AUSGEWÄHLTER TEXT:
┏━━
Regina Bolgen ist Fahrerin für Essen auf Rädern beim Roten Kreuz in Bad Kissingen. Sie bringt Menschen eine warme Mahlzeit, die nicht mehr selbst kochen, weil sie zu alt, zu gebrechlich und oft auch zu alleine sind.
Regina Bolgen spendet einen Augenblick Freude. Sie nimmt die schwarze Warmhaltebox aus Styropor von der Rücksitzbank ihres Dienstwagens, verriegelt das Fahrzeug und eilt zur Haustüre. "Heute gibt es Fisch", sagt die 69-Jährige, während sie auf die Klingel drückt. "Frau Morbach hat Kabeljau, Buttergemüse und Kartoffeln bestellt." Regina Bolgens Kunden wollen freitags in der Regel Fisch.
Aus Gewohnheit.
Regina Bolgen arbeitet für das Bayerische Rote Kreuz Bad Kissingen und fährt drei Mal in der Woche Essen auf Rädern aus. Dreieinhalb Stunden ist sie um die Mittagszeit in Bad Kissingen und auf den Stadtteilen unterwegs und bringt 20 bis 25 Kunden eine warme Mahlzeit. "Es ist eine interessante Aufgabe, weil man den Leuten für vier bis fünf Minuten Freude bringen kann", sagt sie.
Carmen Goll arbeitet im Hintergrund.
Sie ist die Sachbearbeiterin beim BRK für Essen auf Rädern, nimmt die Bestellungen der Kunden entgegen, ordert die gewünschten Tiefkühlmenüs beim Zulieferer und teilt die vier Fahrer ein. "Warmes Essen gibt es sieben Tage die Woche", sagt sie. Zusätzlich fährt das Rote Kreuz einmal in der Woche landkreisweit Lebensmittel aus, für Leute, die sich ihre Mahlzeit selbst zubereiten, aber nicht mehr einkaufen können.
Jeden morgen geht Carmen Goll in die Kühlzelle des BRK-Hauses am Steingraben und sucht die für den jeweiligen Tag abgepackten Menüs heraus. "Der Kunde stellt sich seinen Speiseplan aus mehr als 200 Menüs zusammen", erklärt sie. Die Kunden sind in der Regel Senioren, die sich mit dem Kochen nicht mehr belasten können oder wollen, etwa weil sie zu gebrechlich sind oder alleine leben und sich nicht für eine Person an den Herd stellen wollen.
┗━━
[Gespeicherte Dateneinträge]
┏━━
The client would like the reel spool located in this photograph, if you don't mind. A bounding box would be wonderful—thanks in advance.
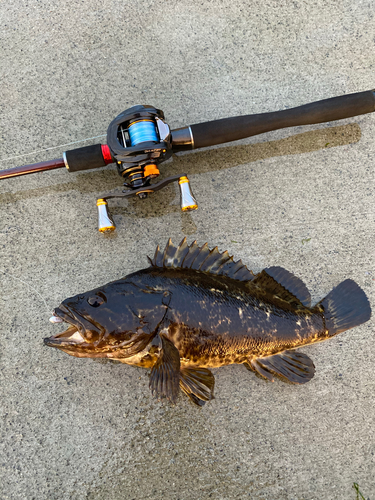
[97,105,198,232]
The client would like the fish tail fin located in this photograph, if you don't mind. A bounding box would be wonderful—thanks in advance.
[317,279,371,337]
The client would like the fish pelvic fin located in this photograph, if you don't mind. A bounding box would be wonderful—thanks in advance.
[180,368,215,406]
[149,333,180,403]
[253,266,311,308]
[315,279,371,337]
[148,238,254,281]
[244,351,315,384]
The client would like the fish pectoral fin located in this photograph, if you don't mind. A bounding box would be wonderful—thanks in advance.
[149,333,180,403]
[180,368,215,406]
[244,351,315,384]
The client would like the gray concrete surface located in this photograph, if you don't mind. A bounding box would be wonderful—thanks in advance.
[0,0,375,500]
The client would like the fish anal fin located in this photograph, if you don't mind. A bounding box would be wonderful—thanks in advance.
[149,333,180,403]
[247,351,315,384]
[148,238,254,281]
[180,368,215,406]
[253,267,311,308]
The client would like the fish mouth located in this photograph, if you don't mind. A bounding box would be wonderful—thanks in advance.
[44,305,101,347]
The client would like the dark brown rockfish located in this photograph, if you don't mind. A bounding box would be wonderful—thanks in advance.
[44,239,371,406]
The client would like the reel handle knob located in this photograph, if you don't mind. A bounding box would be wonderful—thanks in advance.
[96,198,116,233]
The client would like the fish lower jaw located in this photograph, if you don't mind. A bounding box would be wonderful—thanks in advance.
[46,322,86,345]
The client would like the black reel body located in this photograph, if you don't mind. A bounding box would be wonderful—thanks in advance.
[97,105,198,232]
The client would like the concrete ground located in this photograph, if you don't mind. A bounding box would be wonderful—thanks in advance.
[0,0,375,500]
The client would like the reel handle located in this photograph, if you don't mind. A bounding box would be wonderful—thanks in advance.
[189,90,375,149]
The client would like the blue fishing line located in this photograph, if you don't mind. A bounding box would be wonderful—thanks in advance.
[128,121,159,146]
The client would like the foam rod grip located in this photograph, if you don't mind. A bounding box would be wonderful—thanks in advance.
[64,144,107,172]
[191,90,375,149]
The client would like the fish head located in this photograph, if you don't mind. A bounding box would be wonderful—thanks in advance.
[44,279,169,359]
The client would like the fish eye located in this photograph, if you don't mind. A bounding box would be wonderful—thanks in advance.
[87,295,105,307]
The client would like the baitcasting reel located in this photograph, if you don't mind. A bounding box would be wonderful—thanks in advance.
[0,90,375,232]
[63,105,198,233]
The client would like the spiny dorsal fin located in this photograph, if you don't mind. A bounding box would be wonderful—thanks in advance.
[253,267,311,307]
[147,238,254,281]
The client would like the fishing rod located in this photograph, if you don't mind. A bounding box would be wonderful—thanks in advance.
[0,90,375,232]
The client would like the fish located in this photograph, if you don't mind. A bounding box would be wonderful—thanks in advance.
[44,238,371,406]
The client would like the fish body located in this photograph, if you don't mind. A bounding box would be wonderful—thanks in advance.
[45,239,371,405]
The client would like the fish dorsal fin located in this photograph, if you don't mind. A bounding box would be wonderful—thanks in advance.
[253,266,311,307]
[148,238,254,281]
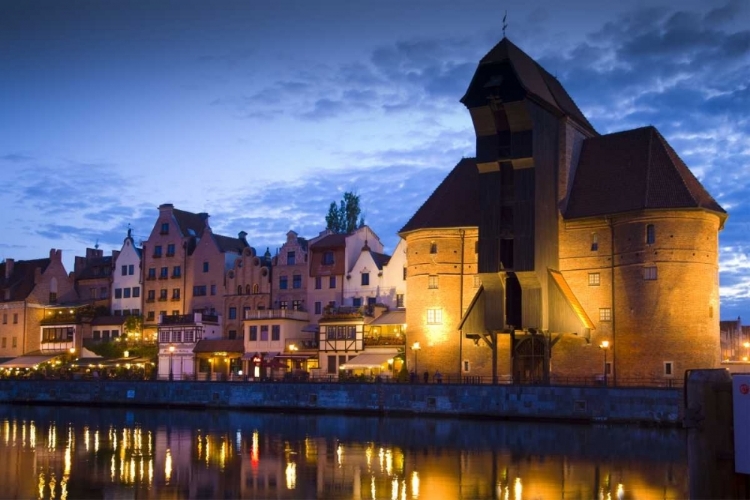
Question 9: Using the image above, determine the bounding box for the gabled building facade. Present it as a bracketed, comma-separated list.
[110, 229, 143, 316]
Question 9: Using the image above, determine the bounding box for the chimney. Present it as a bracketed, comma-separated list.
[5, 259, 15, 280]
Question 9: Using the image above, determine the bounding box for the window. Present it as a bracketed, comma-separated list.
[427, 309, 443, 325]
[427, 274, 438, 289]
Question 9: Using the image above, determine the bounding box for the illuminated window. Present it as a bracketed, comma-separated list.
[427, 309, 443, 325]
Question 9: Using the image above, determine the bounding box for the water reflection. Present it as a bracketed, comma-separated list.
[0, 406, 688, 500]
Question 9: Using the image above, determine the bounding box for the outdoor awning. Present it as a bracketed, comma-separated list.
[0, 353, 62, 368]
[341, 349, 398, 370]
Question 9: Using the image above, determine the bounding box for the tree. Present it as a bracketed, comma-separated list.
[326, 191, 365, 234]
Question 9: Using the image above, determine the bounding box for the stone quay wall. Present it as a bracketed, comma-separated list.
[0, 380, 683, 425]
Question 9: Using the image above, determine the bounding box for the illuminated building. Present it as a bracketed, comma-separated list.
[400, 38, 726, 384]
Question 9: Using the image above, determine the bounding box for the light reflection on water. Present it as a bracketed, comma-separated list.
[0, 406, 689, 500]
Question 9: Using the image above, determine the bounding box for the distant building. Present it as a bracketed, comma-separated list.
[400, 38, 727, 384]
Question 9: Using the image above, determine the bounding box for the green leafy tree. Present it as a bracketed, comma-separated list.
[326, 191, 365, 234]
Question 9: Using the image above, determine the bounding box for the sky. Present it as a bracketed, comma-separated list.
[0, 0, 750, 323]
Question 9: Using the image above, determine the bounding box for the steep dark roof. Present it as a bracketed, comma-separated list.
[212, 234, 247, 254]
[0, 259, 51, 302]
[310, 233, 347, 250]
[399, 158, 480, 233]
[564, 126, 726, 219]
[370, 250, 391, 270]
[172, 208, 208, 237]
[461, 38, 596, 133]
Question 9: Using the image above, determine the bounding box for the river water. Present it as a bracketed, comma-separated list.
[0, 406, 689, 500]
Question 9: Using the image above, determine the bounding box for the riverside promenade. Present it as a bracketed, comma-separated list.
[0, 380, 683, 426]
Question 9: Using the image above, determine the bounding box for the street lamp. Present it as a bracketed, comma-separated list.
[599, 340, 609, 386]
[169, 345, 174, 380]
[411, 342, 422, 376]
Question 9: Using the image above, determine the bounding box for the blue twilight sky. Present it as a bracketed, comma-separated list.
[0, 0, 750, 320]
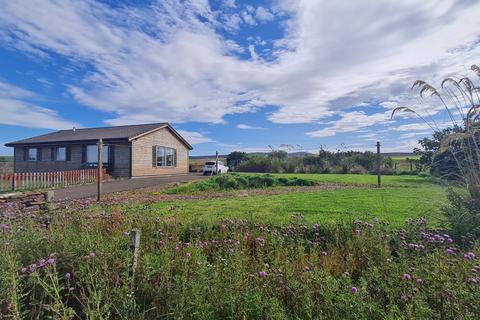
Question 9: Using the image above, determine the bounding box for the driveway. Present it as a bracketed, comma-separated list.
[52, 173, 205, 201]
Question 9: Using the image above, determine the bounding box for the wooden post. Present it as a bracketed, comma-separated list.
[97, 139, 103, 201]
[130, 229, 140, 285]
[377, 141, 382, 188]
[12, 173, 17, 191]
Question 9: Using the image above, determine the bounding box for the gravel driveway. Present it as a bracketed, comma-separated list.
[52, 174, 205, 201]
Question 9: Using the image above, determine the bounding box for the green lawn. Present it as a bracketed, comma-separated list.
[121, 174, 445, 226]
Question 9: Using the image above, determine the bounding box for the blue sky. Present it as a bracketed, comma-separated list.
[0, 0, 480, 155]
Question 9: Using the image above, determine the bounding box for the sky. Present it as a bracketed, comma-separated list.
[0, 0, 480, 155]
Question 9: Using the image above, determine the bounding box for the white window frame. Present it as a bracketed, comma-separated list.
[155, 146, 177, 168]
[85, 144, 110, 165]
[27, 148, 38, 162]
[55, 147, 67, 161]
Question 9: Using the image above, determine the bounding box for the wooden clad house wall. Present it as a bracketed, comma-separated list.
[132, 128, 189, 177]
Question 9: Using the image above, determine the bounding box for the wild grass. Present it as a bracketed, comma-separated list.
[0, 214, 480, 319]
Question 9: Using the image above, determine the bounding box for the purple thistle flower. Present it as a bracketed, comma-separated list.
[463, 252, 475, 261]
[255, 238, 265, 247]
[37, 259, 46, 268]
[258, 271, 267, 278]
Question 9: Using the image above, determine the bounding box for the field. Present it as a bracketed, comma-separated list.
[0, 174, 480, 319]
[121, 174, 445, 226]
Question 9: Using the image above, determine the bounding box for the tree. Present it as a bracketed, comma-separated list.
[413, 126, 464, 168]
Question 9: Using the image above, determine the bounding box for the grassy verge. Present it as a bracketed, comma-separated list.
[127, 174, 445, 227]
[234, 173, 437, 187]
[0, 214, 480, 320]
[164, 173, 319, 194]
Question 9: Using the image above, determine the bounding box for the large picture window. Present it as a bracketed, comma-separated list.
[55, 147, 67, 161]
[152, 146, 177, 167]
[27, 148, 38, 161]
[87, 144, 109, 164]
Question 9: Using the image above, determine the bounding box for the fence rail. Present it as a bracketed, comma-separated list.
[0, 168, 106, 191]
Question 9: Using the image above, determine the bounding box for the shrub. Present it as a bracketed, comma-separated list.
[164, 173, 316, 194]
[392, 65, 480, 243]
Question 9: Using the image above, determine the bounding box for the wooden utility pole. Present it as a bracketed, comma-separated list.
[130, 229, 140, 287]
[377, 141, 382, 188]
[97, 139, 103, 201]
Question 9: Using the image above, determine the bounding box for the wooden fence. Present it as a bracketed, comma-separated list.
[0, 168, 106, 192]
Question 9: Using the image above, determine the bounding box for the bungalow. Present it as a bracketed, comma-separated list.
[5, 123, 193, 177]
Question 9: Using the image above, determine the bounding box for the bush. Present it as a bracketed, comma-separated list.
[164, 173, 317, 194]
[443, 188, 480, 246]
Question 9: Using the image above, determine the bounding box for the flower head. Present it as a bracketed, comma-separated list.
[463, 252, 475, 260]
[258, 271, 267, 278]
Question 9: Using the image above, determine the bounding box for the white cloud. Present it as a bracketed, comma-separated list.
[255, 7, 275, 22]
[237, 123, 266, 130]
[306, 111, 389, 138]
[400, 131, 432, 139]
[0, 0, 480, 137]
[177, 130, 214, 145]
[0, 82, 80, 129]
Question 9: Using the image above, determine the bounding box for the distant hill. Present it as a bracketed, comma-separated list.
[190, 151, 414, 159]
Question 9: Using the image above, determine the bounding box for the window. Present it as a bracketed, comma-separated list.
[87, 144, 109, 164]
[55, 147, 67, 161]
[27, 148, 38, 161]
[152, 146, 177, 167]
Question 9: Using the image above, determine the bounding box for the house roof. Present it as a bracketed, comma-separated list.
[5, 122, 193, 150]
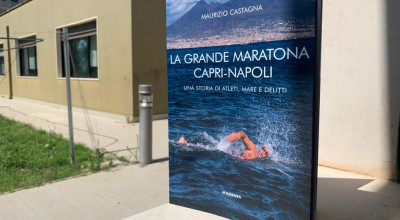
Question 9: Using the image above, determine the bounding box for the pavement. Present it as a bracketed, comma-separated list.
[0, 98, 400, 220]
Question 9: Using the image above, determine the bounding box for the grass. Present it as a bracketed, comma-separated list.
[0, 115, 105, 194]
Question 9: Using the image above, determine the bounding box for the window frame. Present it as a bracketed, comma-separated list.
[15, 33, 39, 78]
[0, 43, 6, 77]
[55, 17, 100, 81]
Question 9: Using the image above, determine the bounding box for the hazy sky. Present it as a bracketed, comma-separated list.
[167, 0, 228, 26]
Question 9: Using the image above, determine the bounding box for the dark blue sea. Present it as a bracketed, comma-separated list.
[168, 38, 315, 220]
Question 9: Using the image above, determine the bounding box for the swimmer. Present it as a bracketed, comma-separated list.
[178, 131, 268, 160]
[228, 131, 268, 160]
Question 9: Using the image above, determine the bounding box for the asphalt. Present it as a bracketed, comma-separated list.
[0, 98, 400, 220]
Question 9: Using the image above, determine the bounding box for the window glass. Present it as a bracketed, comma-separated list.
[60, 21, 98, 78]
[18, 37, 38, 76]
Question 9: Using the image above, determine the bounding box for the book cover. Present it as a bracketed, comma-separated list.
[166, 0, 319, 220]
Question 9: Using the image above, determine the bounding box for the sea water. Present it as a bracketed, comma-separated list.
[168, 38, 315, 219]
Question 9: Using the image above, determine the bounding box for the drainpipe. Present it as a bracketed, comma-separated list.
[7, 26, 13, 99]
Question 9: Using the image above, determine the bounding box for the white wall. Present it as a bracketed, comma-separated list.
[319, 0, 400, 179]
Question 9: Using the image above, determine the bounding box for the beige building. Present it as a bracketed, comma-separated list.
[0, 0, 25, 14]
[0, 0, 167, 117]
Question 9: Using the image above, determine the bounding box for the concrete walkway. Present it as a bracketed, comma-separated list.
[0, 98, 400, 220]
[0, 98, 168, 160]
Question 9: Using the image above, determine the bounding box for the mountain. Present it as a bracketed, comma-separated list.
[167, 0, 315, 38]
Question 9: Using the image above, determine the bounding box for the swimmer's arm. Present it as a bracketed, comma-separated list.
[228, 131, 257, 154]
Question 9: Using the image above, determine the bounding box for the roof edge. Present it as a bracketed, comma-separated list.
[0, 0, 33, 18]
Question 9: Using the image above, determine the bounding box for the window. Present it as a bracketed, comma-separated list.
[0, 44, 6, 76]
[17, 36, 38, 76]
[58, 21, 98, 78]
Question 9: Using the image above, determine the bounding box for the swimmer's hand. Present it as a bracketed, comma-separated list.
[178, 137, 187, 144]
[228, 133, 242, 142]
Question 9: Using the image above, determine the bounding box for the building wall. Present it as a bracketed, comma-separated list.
[0, 0, 133, 116]
[319, 0, 400, 179]
[132, 0, 168, 116]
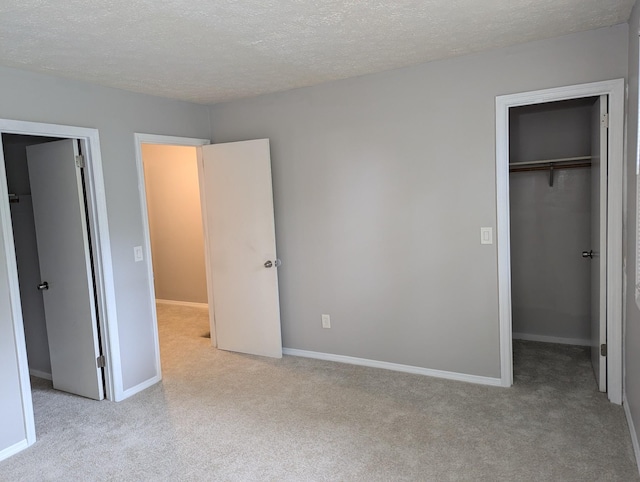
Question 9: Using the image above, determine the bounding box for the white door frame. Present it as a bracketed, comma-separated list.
[0, 119, 122, 445]
[496, 79, 625, 404]
[133, 132, 215, 372]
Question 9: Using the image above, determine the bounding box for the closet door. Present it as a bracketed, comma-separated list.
[591, 95, 609, 392]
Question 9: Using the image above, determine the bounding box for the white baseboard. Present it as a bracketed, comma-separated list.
[512, 333, 591, 346]
[622, 393, 640, 473]
[114, 376, 162, 402]
[0, 439, 29, 461]
[29, 368, 53, 380]
[282, 348, 502, 387]
[156, 298, 209, 310]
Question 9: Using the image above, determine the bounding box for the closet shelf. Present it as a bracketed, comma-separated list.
[509, 156, 591, 186]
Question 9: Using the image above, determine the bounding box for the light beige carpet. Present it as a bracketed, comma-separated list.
[0, 305, 640, 481]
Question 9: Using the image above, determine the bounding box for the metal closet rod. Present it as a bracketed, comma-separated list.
[509, 156, 591, 170]
[509, 156, 591, 186]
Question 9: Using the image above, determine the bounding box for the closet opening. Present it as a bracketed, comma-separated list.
[509, 95, 608, 391]
[1, 133, 106, 400]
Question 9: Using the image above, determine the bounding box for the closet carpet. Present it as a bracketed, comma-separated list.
[0, 305, 640, 481]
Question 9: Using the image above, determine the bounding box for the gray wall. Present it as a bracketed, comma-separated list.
[624, 2, 640, 460]
[2, 135, 51, 375]
[509, 99, 593, 345]
[0, 68, 211, 456]
[211, 25, 628, 377]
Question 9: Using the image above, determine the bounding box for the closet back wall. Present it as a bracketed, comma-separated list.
[509, 99, 593, 345]
[142, 144, 207, 303]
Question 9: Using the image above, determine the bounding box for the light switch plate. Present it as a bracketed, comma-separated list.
[480, 228, 493, 244]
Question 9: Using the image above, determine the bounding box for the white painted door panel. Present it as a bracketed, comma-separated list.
[27, 139, 104, 400]
[201, 139, 282, 358]
[590, 95, 608, 392]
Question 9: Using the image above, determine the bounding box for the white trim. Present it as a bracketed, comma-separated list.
[134, 132, 213, 384]
[122, 374, 162, 399]
[513, 333, 591, 346]
[496, 79, 624, 404]
[29, 368, 53, 381]
[622, 393, 640, 472]
[282, 348, 501, 387]
[0, 439, 31, 462]
[0, 139, 36, 448]
[156, 298, 209, 310]
[197, 148, 218, 348]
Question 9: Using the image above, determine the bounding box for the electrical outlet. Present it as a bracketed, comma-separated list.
[322, 315, 331, 328]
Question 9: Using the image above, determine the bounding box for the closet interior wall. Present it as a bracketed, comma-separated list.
[2, 134, 59, 378]
[509, 99, 595, 345]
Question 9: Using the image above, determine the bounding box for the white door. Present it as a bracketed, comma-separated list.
[200, 139, 282, 358]
[590, 95, 608, 392]
[27, 139, 104, 400]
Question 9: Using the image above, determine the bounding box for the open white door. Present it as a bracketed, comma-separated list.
[200, 139, 282, 358]
[583, 95, 609, 392]
[27, 139, 104, 400]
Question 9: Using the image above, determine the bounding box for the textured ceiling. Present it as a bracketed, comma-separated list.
[0, 0, 633, 104]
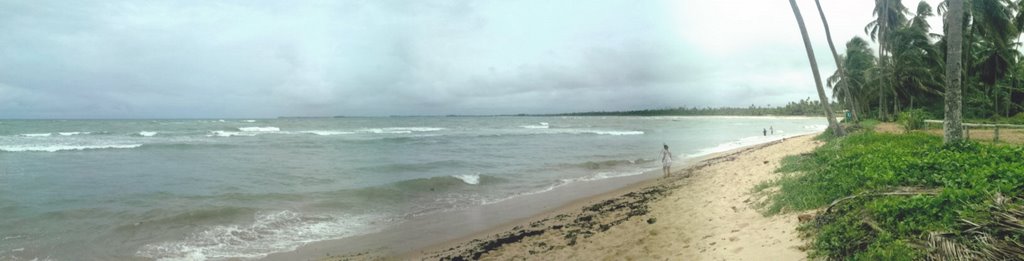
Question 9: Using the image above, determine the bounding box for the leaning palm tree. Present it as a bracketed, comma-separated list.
[942, 0, 964, 144]
[828, 37, 876, 117]
[814, 0, 860, 122]
[790, 0, 846, 136]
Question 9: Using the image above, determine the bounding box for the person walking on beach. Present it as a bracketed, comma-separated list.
[662, 144, 672, 178]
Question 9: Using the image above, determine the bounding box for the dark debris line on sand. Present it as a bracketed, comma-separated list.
[424, 140, 781, 261]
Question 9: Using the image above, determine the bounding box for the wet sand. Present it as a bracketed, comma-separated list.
[265, 135, 821, 260]
[411, 135, 820, 260]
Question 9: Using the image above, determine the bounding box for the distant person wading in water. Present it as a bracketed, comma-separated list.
[662, 144, 672, 178]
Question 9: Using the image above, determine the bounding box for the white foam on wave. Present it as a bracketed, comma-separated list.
[206, 131, 258, 137]
[688, 125, 828, 158]
[481, 167, 660, 205]
[552, 129, 644, 136]
[356, 127, 444, 134]
[135, 211, 387, 260]
[0, 144, 142, 153]
[239, 127, 281, 132]
[586, 130, 644, 136]
[297, 130, 355, 136]
[452, 174, 480, 185]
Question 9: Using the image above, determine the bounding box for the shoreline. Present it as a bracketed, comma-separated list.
[262, 134, 813, 260]
[411, 134, 817, 260]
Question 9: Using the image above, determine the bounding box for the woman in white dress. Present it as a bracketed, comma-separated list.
[662, 144, 672, 177]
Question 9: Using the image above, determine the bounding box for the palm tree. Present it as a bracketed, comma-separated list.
[942, 0, 964, 144]
[814, 0, 860, 122]
[864, 0, 907, 121]
[790, 0, 846, 136]
[828, 37, 876, 117]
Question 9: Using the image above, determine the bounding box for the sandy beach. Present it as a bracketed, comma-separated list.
[366, 135, 821, 260]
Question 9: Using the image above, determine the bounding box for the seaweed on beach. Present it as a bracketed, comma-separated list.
[430, 184, 670, 260]
[425, 141, 780, 260]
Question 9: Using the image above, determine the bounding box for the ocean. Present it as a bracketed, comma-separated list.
[0, 117, 825, 260]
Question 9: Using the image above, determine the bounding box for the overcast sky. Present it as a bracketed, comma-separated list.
[0, 0, 942, 118]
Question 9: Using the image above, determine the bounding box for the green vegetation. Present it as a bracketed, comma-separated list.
[827, 0, 1024, 122]
[552, 98, 839, 116]
[899, 108, 931, 131]
[757, 131, 1024, 260]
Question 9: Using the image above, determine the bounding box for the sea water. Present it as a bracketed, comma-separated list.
[0, 117, 825, 260]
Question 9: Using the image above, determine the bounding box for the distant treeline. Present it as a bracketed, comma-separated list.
[536, 97, 843, 116]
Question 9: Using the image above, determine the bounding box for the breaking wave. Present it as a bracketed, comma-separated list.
[0, 144, 142, 153]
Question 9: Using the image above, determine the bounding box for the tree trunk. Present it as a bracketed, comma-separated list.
[790, 0, 846, 136]
[814, 0, 860, 122]
[942, 0, 964, 144]
[878, 0, 889, 122]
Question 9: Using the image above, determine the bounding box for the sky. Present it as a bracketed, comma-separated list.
┗━━
AUFGABENLISTE:
1. Wie vielen Kunden bringt Regina Bolgen laut dem Text über Essen auf Rädern bei einer Tour eine warme Mahlzeit?
2. Zitieren Sie aus dem Text über Essen auf Rädern die Passage von „Sie ist die“ bis einschließlich „mehr einkaufen können.“.
3. Warum hält Regina Bolgen das Ausfahren von Essen auf Rädern laut dem Text für eine interessante Aufgabe?

SCHRIFTLICHE ANTWORTEN:
1. 20 bis 25 Kunden.

2.
Sie ist die Sachbearbeiterin beim BRK für Essen auf Rädern, nimmt die Bestellungen der Kunden entgegen, ordert die gewünschten Tiefkühlmenüs beim Zulieferer und teilt die vier Fahrer ein. "Warmes Essen gibt es sieben Tage die Woche", sagt sie. Zusätzlich fährt das Rote Kreuz einmal in der Woche landkreisweit Lebensmittel aus, für Leute, die sich ihre Mahlzeit selbst zubereiten, aber nicht mehr einkaufen können.

3. Sie findet die Aufgabe interessant, weil man den Leuten für vier bis fünf Minuten Freude bringen kann.